Records supplied:
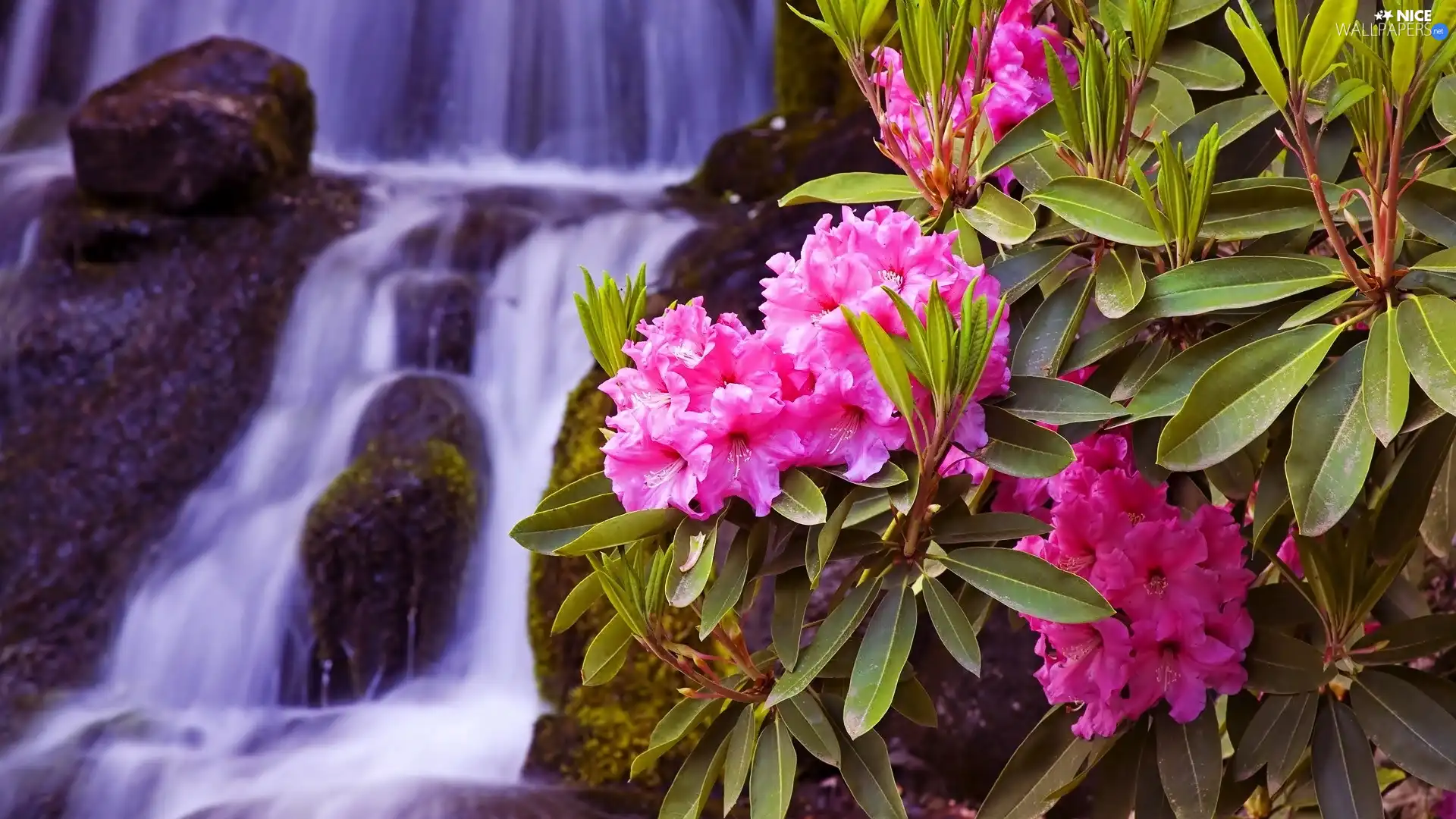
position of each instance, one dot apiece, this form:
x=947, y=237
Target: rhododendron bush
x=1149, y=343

---

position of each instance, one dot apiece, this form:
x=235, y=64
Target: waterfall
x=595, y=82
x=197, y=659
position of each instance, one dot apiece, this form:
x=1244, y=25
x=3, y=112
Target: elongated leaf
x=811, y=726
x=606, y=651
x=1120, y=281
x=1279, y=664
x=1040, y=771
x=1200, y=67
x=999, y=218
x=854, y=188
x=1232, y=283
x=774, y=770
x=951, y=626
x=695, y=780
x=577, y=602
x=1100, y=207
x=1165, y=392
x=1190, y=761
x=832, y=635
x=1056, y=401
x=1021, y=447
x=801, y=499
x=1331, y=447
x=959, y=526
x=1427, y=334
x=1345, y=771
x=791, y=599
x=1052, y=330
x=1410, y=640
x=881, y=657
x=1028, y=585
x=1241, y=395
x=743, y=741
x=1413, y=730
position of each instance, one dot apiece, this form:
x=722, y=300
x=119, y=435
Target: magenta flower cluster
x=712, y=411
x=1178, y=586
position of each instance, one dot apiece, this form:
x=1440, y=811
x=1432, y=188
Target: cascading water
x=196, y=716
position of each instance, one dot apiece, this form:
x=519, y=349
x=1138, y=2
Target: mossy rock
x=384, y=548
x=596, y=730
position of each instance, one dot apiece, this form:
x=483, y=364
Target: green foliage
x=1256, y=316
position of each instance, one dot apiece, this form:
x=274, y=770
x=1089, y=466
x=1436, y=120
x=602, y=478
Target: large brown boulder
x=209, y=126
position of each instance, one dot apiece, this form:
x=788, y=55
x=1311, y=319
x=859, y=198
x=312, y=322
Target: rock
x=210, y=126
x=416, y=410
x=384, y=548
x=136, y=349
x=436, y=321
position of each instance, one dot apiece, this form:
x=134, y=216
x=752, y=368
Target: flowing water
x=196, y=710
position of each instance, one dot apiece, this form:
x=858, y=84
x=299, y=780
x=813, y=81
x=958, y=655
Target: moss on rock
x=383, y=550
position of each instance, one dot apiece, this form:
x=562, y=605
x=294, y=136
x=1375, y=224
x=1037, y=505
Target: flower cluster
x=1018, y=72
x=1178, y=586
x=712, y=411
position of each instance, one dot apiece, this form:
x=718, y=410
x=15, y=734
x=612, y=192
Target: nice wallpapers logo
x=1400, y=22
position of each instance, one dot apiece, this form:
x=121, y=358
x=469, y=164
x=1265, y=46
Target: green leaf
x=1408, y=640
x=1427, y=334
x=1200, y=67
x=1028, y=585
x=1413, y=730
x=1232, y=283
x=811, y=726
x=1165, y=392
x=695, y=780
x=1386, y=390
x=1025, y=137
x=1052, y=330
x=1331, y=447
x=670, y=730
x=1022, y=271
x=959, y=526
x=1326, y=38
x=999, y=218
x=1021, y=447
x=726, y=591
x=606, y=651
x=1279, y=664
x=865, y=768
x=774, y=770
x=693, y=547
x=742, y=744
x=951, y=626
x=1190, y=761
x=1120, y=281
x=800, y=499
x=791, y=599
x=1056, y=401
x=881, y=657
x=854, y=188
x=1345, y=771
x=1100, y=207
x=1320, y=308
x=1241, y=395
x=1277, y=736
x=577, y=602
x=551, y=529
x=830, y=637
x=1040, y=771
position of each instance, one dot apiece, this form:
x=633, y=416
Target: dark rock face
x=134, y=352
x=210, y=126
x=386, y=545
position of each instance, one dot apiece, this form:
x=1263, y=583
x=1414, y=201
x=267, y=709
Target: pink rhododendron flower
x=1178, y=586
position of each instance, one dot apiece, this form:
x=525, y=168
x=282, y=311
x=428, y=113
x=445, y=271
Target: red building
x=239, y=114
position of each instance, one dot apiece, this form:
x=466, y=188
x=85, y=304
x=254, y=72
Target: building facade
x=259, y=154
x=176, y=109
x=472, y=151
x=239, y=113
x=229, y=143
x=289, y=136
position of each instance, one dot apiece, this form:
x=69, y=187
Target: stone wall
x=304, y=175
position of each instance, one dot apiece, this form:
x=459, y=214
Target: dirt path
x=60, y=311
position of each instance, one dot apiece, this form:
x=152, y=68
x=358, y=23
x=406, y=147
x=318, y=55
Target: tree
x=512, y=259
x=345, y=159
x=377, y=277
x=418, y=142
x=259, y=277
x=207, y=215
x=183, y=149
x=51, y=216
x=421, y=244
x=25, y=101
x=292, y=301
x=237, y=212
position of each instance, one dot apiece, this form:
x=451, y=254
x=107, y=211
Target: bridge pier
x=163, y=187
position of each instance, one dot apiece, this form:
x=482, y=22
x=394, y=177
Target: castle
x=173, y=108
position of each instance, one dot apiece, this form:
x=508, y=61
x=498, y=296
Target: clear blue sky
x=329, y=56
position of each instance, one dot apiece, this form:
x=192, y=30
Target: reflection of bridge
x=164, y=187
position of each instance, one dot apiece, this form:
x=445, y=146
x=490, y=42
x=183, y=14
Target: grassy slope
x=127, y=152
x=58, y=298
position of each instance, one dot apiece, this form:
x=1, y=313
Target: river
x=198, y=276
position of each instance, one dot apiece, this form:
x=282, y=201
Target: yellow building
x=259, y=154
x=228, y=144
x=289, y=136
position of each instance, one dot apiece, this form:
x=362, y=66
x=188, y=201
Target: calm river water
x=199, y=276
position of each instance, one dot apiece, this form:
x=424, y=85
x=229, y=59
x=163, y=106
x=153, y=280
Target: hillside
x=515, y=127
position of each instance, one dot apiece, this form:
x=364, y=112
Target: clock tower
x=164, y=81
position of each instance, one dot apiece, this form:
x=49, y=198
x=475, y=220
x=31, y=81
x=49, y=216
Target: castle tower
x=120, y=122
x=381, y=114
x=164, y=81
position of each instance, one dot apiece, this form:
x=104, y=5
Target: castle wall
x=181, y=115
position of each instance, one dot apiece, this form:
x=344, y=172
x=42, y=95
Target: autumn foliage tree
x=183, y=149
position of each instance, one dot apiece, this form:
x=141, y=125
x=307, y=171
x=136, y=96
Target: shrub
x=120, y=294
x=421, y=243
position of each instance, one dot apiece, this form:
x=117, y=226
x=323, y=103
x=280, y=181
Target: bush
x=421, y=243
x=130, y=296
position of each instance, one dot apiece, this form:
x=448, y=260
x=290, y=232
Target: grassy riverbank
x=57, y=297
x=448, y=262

...

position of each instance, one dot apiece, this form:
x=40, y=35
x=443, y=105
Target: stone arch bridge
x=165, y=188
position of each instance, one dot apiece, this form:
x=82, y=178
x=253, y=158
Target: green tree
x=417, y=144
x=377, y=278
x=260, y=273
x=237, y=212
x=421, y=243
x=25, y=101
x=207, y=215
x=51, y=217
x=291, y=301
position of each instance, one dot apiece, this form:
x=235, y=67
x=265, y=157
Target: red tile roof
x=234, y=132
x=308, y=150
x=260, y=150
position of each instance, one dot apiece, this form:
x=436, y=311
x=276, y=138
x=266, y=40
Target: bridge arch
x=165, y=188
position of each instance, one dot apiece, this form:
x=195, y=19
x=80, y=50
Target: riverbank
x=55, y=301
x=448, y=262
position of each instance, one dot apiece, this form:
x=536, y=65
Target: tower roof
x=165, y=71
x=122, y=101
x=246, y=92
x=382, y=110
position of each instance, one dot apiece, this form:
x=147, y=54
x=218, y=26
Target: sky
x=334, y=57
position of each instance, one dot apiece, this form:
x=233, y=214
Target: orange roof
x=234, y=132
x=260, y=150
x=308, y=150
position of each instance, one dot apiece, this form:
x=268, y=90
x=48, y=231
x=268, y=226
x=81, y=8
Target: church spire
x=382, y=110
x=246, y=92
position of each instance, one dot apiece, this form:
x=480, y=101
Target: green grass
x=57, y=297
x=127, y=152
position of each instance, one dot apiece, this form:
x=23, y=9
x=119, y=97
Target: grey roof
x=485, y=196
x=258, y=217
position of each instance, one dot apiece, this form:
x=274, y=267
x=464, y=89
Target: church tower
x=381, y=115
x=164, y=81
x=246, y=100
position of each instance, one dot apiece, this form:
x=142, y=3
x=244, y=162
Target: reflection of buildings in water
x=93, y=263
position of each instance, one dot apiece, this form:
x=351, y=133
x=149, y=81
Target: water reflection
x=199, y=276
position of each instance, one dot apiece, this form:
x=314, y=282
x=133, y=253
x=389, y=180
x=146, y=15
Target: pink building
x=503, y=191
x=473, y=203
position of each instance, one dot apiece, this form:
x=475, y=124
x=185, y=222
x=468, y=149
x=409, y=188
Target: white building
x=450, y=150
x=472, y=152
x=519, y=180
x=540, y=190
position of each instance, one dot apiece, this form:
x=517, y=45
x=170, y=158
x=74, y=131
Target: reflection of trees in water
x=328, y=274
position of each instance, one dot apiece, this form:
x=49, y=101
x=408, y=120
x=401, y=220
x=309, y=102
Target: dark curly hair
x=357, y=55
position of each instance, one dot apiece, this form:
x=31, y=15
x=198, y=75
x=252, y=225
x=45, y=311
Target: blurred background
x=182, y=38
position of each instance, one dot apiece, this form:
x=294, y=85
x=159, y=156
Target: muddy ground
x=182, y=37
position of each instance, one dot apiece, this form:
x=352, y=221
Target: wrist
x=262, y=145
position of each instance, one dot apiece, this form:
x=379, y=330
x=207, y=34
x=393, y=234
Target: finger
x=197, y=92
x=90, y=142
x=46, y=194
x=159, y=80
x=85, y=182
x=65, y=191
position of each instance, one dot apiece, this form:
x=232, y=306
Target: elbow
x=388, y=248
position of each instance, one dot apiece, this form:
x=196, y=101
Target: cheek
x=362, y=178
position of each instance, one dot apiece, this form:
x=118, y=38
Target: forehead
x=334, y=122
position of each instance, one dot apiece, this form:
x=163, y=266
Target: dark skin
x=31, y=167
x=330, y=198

Short task: Which lines of the material contain the string "roof"? Show each of them in full.

Task answer:
Target: red tile roof
Target: tower roof
Target: orange roof
Target: grey roof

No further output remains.